» Action item
For this exercise, repeat the records below exactly as written.

Dataset entries

§

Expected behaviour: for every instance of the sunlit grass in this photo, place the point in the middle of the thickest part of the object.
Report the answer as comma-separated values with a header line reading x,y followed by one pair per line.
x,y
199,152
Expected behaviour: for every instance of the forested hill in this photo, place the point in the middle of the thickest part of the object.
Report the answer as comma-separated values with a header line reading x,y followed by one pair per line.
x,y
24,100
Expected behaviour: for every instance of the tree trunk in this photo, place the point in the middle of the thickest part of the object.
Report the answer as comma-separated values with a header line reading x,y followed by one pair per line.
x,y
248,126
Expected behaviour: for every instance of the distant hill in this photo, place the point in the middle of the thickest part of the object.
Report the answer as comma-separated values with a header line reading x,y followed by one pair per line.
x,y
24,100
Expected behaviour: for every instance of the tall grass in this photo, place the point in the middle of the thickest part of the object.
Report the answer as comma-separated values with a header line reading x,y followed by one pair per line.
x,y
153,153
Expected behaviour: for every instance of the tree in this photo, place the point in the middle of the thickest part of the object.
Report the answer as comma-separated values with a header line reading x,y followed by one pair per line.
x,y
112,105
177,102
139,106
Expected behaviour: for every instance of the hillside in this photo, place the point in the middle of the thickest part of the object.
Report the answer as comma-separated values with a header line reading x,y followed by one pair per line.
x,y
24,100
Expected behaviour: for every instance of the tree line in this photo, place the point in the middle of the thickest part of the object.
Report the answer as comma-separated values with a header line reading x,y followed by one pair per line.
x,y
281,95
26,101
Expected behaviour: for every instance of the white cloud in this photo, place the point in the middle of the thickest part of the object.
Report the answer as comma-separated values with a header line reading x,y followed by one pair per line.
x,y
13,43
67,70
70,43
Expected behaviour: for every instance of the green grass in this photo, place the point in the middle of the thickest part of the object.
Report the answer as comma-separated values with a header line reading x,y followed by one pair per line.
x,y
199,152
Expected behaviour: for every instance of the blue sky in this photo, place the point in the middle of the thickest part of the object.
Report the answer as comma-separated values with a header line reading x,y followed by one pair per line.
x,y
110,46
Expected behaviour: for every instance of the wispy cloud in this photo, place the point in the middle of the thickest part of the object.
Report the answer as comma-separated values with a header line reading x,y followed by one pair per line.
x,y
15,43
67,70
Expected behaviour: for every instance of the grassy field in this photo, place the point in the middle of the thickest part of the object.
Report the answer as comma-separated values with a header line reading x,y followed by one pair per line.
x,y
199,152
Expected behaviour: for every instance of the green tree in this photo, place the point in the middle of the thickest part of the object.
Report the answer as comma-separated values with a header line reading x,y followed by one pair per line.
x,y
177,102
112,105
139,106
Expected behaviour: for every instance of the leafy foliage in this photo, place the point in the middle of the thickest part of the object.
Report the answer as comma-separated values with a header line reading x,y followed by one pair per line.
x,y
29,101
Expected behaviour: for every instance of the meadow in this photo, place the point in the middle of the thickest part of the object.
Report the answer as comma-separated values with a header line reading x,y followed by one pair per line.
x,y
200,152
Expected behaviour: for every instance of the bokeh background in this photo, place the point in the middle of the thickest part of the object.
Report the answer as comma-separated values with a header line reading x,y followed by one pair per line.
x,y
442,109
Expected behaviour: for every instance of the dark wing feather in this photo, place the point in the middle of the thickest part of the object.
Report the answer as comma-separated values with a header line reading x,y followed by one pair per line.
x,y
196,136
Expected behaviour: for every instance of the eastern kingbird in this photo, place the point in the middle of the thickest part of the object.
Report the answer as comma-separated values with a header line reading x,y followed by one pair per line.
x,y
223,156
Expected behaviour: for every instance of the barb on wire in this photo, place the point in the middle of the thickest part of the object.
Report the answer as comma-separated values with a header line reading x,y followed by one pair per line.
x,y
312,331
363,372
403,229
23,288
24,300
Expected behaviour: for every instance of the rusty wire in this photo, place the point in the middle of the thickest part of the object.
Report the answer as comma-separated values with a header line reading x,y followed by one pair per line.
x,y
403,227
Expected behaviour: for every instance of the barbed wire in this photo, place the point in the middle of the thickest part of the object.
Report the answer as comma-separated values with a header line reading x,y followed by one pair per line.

§

» Answer space
Expected behaviour: for every instance of the sunlit grass in this photo, place the point in the middle of the thickest part of the object.
Report the answer as comma-separated values with a header line reading x,y followed by one pair per line.
x,y
199,152
Expected behaviour: for every instance of the forested hill in this photo, place the point in the middle of the thickest part of the object.
Report the answer as comma-separated values with a header line reading x,y followed by one pair per line.
x,y
24,100
Expected behaviour: for every instance of the tree trunk in this photo, place the point in the middle of the thickest part of the object.
Report the answer as comma-separated values with a header line reading x,y followed by one pair per line.
x,y
248,126
Expected behaviour: for every instance of the distant hill in this photo, place the point in the middle of the thickest part of the object.
Report the answer as comma-separated values with a header line reading x,y followed by one pair per line.
x,y
24,100
Expected behaviour: for every instance of the tall grass in this photo, place the point in the middle of the thickest part of the object.
Report the answer as comma-separated values with a header line reading x,y followed by one pair per line.
x,y
153,153
Expected behaviour: for every instance of the tree in this photo, place the point in the middle of the thickest part of the object.
Report the answer as comma-separated values with a header line reading x,y followed by one pair per line.
x,y
112,105
177,102
139,106
Expected behaviour: for every instance of the hillside in this photo, place the point in the middle of the thickest part of the object.
Report the answer as comma-separated values with a header line reading x,y followed by one pair per line.
x,y
24,100
Expected behaviour: for every instance of the tree line in this photo, place the point in the middle of the thickest part of the object.
Report the answer as comma-separated values with a header line reading x,y followed by one pair per line.
x,y
281,95
26,101
Expected behaviour: for every instance of the white cloud in this photo, place the point in the middle of the thickest part of the object.
Report the answer as comma-separated values with a header line reading x,y followed by one pair per line.
x,y
13,43
67,70
70,43
Expected behaviour: for every instance of the green grass in this photo, place the point in the middle of the thickest part of the object.
Report the answer as comma-separated values with a header line reading x,y followed by one pair per line.
x,y
199,152
Expected behaviour: for every instance of the blue sky in this photo, place the point in the middle of the thickest part of the object.
Report the answer as comma-separated values with a header line reading x,y followed by one pair per line.
x,y
110,46
Expected behaviour: for every instance of the wispy cloud in this photo, place the point in the middle of the thickest part of the object.
Report the answer as comma-separated values with a header line reading x,y followed by one pair per line.
x,y
15,43
67,70
Expected behaviour: for every instance of the grassy field in this photo, place the point in the middle of the thickest part of the object.
Report the answer as comma-separated values with a header line reading x,y followed by one pair per line.
x,y
199,152
Expected behaviour: for every instance of the green tree in this photo, place the point in the middle of the thickest part of the object.
Report the answer as comma-separated values with a header line reading x,y followed by one pair per line.
x,y
177,102
112,105
139,106
Expected behaviour: for every instance of the leafy foliage in this photo, place the point in the middle of the thickest part of the object.
Report the answer as comma-separated values with a header line reading x,y followed by one pair per line.
x,y
29,101
Expected behaviour: for every instance of the meadow in this photo, place the point in the middle of the thickest part of the object.
Report the answer as comma-separated values with a header line reading x,y followed by one pair per line.
x,y
200,152
Expected behaviour: for every instance of the bokeh background in this photo, place the point in the middle of the thickest part of the object.
Report the answer as comma-separated values with a header line reading x,y followed by one pair per line.
x,y
442,109
Expected behaviour: for every instance of the dark wing feather in this photo, place the point in the middle of the thickest part of the object.
Report the answer as comma-separated values with a header line reading x,y followed by one pair per line.
x,y
196,136
Expected behaviour: for every instance of the eastern kingbird in this photo, place the point in the middle of the thickest part of the object.
Report the answer as comma-separated values with a header line reading x,y followed by one pair per line.
x,y
223,156
Expected behaviour: for every instance of the barb on wire in this photo, place the point in the middle of the thickest part of the object.
Report the answer as comma-separated values with a header line reading x,y followed by one pair per line.
x,y
312,331
363,372
403,229
23,288
24,300
Expected behaviour: for every instance of the rusty wire in this photo, place the point in the middle of the thickest part of the object.
Report the answer as comma-separated values with a header line reading x,y followed by one pair per line.
x,y
403,227
Expected behaviour: for every instance of the barbed wire in this photo, place the point in the middle of the thickest part of the object.
Report the answer as comma-separated values with a header line reading x,y followed by one pair per line.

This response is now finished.